◆ **DIRECTION**
List every line of the material below that contains the string "with", copying each line in full. Case counts when matching.

****************************************

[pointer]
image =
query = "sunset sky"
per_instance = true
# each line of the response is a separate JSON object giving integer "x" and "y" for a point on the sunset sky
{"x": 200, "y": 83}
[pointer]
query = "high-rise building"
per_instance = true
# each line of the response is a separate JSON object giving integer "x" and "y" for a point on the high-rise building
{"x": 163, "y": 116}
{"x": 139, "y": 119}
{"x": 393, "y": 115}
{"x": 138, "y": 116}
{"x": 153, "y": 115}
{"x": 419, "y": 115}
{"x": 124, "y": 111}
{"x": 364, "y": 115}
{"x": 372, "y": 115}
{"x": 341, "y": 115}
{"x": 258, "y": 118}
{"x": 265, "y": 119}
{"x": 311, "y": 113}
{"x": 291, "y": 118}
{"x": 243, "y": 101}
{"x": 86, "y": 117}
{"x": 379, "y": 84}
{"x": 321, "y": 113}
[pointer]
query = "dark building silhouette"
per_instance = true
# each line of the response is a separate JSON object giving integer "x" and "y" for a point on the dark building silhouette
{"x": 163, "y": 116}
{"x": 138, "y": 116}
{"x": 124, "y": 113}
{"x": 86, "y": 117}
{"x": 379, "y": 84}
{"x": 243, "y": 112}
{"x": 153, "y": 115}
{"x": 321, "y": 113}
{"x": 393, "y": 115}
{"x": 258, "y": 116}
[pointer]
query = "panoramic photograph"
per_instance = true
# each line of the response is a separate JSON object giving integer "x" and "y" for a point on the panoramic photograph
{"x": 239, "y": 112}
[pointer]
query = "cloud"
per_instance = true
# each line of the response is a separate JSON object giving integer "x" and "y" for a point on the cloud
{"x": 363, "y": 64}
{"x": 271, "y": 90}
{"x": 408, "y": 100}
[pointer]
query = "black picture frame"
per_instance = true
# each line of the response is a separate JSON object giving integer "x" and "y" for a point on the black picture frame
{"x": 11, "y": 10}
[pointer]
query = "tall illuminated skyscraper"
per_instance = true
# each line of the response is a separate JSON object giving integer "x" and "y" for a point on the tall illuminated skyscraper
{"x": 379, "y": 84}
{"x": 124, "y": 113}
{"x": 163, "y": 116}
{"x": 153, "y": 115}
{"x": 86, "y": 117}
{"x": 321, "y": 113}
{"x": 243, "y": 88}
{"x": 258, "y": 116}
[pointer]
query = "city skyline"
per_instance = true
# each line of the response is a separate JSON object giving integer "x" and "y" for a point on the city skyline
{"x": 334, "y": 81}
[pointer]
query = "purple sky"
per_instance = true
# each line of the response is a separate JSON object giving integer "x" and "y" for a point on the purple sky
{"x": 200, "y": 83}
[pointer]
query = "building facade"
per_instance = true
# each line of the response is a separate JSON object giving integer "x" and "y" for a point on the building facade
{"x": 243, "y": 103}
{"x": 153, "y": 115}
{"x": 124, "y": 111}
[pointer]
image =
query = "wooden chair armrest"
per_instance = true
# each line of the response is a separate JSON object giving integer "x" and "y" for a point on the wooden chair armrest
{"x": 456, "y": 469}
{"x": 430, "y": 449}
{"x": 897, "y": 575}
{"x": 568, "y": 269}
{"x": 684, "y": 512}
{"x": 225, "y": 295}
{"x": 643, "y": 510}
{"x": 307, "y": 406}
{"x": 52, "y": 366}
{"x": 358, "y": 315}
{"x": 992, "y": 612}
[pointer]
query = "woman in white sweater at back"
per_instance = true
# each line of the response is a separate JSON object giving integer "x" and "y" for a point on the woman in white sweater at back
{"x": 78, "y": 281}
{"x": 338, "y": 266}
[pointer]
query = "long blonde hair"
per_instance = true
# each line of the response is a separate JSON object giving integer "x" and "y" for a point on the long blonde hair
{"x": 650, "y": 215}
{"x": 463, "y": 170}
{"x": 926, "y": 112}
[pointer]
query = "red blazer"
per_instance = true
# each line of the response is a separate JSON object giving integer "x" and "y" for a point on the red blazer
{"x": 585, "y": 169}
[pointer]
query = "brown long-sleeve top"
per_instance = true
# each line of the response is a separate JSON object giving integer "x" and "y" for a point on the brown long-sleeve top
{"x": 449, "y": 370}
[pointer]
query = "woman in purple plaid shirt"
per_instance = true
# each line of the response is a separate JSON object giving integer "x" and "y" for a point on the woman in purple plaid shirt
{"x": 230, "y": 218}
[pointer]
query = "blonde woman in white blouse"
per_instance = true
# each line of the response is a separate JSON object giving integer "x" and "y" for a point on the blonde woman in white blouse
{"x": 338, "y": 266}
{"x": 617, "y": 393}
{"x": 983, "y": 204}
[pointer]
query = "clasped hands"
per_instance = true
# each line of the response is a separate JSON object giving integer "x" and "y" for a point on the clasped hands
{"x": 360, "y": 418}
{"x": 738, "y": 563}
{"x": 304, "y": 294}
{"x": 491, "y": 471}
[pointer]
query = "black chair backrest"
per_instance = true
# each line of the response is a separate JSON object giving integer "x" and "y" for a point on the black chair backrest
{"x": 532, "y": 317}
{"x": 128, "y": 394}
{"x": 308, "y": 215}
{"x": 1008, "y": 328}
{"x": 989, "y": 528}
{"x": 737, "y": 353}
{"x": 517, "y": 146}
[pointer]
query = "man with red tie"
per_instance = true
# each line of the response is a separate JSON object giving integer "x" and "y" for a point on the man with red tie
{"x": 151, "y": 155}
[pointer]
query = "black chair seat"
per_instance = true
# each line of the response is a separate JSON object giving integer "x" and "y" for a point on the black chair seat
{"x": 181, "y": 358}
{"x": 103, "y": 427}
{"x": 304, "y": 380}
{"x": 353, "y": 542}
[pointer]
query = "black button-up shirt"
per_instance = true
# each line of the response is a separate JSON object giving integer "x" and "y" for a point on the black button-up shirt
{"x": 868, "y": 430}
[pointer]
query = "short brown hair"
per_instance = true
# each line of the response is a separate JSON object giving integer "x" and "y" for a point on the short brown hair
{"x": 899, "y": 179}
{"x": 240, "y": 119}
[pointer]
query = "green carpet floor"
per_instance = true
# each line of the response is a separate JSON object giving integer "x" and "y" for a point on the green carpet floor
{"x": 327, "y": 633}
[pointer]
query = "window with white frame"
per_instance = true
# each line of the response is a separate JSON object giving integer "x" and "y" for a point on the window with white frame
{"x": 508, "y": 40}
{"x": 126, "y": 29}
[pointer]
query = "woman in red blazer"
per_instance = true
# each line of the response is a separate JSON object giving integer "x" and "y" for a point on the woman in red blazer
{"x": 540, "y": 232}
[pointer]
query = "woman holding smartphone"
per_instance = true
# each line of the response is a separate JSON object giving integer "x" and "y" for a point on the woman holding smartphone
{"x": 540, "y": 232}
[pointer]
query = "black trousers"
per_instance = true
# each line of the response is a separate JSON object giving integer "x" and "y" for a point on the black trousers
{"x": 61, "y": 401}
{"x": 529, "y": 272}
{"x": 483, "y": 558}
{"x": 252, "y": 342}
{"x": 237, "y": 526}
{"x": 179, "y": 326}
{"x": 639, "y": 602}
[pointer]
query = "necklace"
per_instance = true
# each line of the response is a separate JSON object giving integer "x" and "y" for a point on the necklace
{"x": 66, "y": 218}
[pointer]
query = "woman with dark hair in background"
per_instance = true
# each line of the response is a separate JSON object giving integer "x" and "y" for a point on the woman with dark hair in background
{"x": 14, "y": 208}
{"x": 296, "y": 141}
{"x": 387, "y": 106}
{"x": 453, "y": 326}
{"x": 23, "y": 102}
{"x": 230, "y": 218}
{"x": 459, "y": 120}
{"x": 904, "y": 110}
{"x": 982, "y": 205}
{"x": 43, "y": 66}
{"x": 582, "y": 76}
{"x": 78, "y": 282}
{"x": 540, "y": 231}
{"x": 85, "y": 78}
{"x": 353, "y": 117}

****************************************

◆ **SOLUTION TO THIS EXERCISE**
query = "man with red tie"
# each line of the response is a separate JSON object giving integer "x" and "y" for a point on the man with red tie
query = "window with white frame"
# each line of the response is a separate JSON object giving integer "x" and "y" for a point on the window with white frame
query = "woman with dark hair in background"
# each line of the response is a separate JSON object giving integer "x" and "y" for a point on the woman with dark hair in background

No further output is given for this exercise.